**What to produce**
Copy out the lines of the items below word for word, starting at the line that contains "Where can you see the green stem" and continuing through the end of the items.

-- START Stored records --

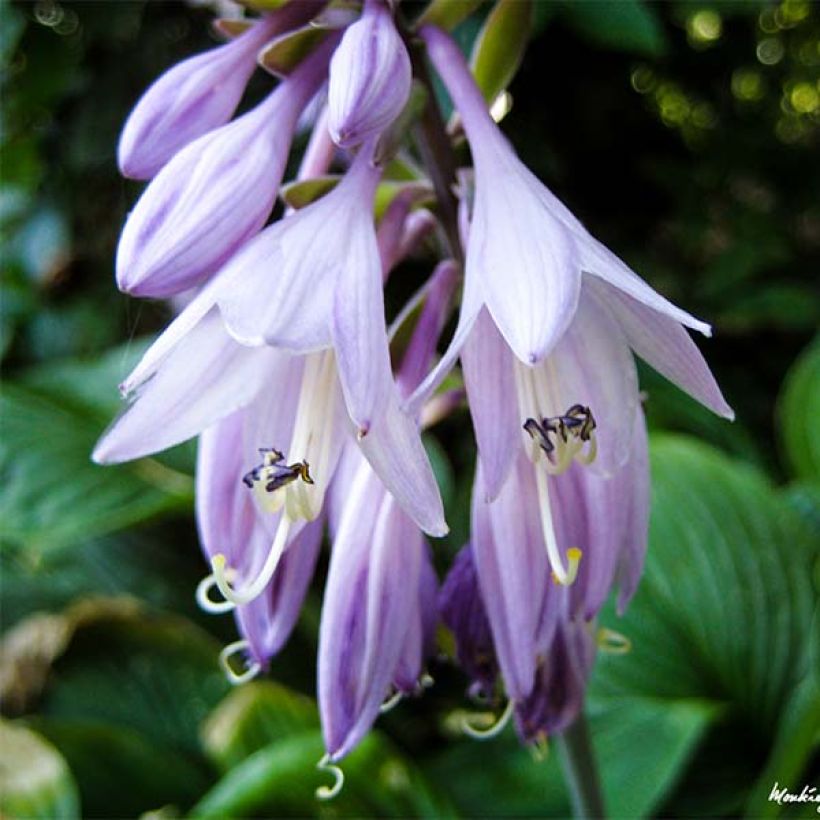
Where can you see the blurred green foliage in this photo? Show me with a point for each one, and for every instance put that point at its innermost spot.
(685, 135)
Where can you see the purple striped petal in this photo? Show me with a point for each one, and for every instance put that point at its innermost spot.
(661, 342)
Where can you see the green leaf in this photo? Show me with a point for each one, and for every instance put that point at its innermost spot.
(500, 47)
(52, 495)
(35, 781)
(268, 741)
(120, 772)
(447, 14)
(641, 745)
(798, 413)
(628, 25)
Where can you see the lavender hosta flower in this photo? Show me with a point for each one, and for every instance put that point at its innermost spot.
(198, 95)
(230, 523)
(529, 258)
(215, 194)
(370, 77)
(372, 628)
(557, 697)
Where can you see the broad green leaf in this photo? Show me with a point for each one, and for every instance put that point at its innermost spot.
(447, 14)
(628, 25)
(500, 47)
(52, 495)
(799, 414)
(35, 781)
(281, 780)
(253, 716)
(641, 746)
(120, 772)
(725, 610)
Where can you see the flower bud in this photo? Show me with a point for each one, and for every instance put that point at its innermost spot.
(370, 77)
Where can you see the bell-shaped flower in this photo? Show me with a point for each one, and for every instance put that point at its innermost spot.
(371, 633)
(557, 697)
(215, 194)
(231, 524)
(529, 259)
(462, 610)
(370, 77)
(197, 95)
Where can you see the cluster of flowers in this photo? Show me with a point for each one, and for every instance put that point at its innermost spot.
(280, 363)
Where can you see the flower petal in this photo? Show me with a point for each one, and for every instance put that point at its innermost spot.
(664, 345)
(487, 364)
(206, 377)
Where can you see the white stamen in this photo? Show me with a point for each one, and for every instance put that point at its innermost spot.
(563, 575)
(234, 677)
(206, 603)
(329, 792)
(257, 586)
(392, 702)
(494, 730)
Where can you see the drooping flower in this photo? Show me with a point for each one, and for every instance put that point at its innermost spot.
(230, 523)
(370, 77)
(198, 94)
(528, 258)
(216, 193)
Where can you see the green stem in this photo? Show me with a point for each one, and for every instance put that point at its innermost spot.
(580, 771)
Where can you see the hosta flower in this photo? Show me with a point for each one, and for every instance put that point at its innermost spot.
(369, 77)
(528, 256)
(230, 523)
(197, 95)
(215, 194)
(372, 629)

-- END Stored records --

**Solution**
Where can you see the green stem in this photo? Show me with a point for each one, and for every instance put that point at its innermost spot.
(580, 771)
Where can you see the hosta flower in this photo? Show me with a point for each one, and for every instance put that point at its innermost spot.
(369, 77)
(528, 256)
(230, 523)
(197, 95)
(215, 194)
(372, 629)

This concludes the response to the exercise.